** Opening INFORMATION SHOWN block **
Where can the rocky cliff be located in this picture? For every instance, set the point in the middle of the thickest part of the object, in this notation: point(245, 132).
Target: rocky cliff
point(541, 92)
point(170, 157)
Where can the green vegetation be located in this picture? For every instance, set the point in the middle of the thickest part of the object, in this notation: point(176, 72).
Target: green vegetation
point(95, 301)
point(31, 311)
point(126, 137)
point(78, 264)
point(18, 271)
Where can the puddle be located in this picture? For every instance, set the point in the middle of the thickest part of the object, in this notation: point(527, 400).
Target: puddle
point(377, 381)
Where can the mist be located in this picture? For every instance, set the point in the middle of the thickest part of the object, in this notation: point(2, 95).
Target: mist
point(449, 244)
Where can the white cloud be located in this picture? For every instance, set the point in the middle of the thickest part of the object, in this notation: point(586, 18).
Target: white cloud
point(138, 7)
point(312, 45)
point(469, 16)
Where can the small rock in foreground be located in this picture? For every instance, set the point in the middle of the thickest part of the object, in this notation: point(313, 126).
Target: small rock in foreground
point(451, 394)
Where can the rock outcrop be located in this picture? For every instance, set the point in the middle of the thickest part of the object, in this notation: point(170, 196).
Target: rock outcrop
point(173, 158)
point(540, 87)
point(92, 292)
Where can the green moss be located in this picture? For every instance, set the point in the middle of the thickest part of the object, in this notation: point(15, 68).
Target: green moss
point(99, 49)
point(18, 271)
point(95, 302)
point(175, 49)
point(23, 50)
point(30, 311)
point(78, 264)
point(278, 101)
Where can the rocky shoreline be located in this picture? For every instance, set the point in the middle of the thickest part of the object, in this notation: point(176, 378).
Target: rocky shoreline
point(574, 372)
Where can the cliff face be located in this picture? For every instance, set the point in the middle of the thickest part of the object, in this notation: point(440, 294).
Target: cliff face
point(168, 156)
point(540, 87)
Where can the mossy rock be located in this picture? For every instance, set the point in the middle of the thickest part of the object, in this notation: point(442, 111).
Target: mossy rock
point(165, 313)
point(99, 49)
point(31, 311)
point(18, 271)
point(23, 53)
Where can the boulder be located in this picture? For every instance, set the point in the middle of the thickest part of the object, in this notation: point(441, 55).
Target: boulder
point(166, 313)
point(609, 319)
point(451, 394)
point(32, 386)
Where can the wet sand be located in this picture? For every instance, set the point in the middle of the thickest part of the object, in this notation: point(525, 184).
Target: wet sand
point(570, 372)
** Closing INFORMATION SHOWN block **
**EXERCISE INSTRUCTIONS:**
What are the lines, exactly as written above, from the line with "Target: white cloud" to the line with "Where can the small", both included? Output only those.

**RESPONSE BELOW:**
Target: white cloud
point(138, 7)
point(312, 45)
point(469, 16)
Where can the small rock in foreground be located in this picture? For every instance, set the point in the middle of the thickest part of the object, in this notation: point(313, 126).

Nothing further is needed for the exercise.